• [YOUR OBJECTIVE]:
Below is a listing. Write out exactly its lines between the one holding "Target: railway track" and the one holding "Need: one point per instance of the window", inclusive.

• [GIVEN INFORMATION]:
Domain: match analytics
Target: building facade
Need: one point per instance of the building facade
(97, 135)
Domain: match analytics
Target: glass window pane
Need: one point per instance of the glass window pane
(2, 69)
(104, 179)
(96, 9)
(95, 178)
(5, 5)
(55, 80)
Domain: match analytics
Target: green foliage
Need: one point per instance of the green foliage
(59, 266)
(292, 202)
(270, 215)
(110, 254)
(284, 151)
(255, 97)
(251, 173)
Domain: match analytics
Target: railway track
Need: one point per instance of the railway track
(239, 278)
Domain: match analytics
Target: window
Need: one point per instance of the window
...
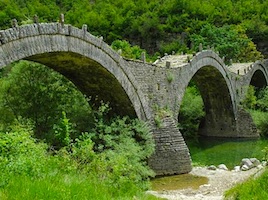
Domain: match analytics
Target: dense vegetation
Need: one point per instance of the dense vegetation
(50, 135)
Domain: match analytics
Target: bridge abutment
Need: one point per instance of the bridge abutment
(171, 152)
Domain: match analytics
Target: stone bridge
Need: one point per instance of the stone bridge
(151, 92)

• [ANSWER TO THIS TASK]:
Target: railway track
Need: one point per instance of the railway track
(239, 278)
Domain: match analytics
Target: window
Need: one point per instance of the window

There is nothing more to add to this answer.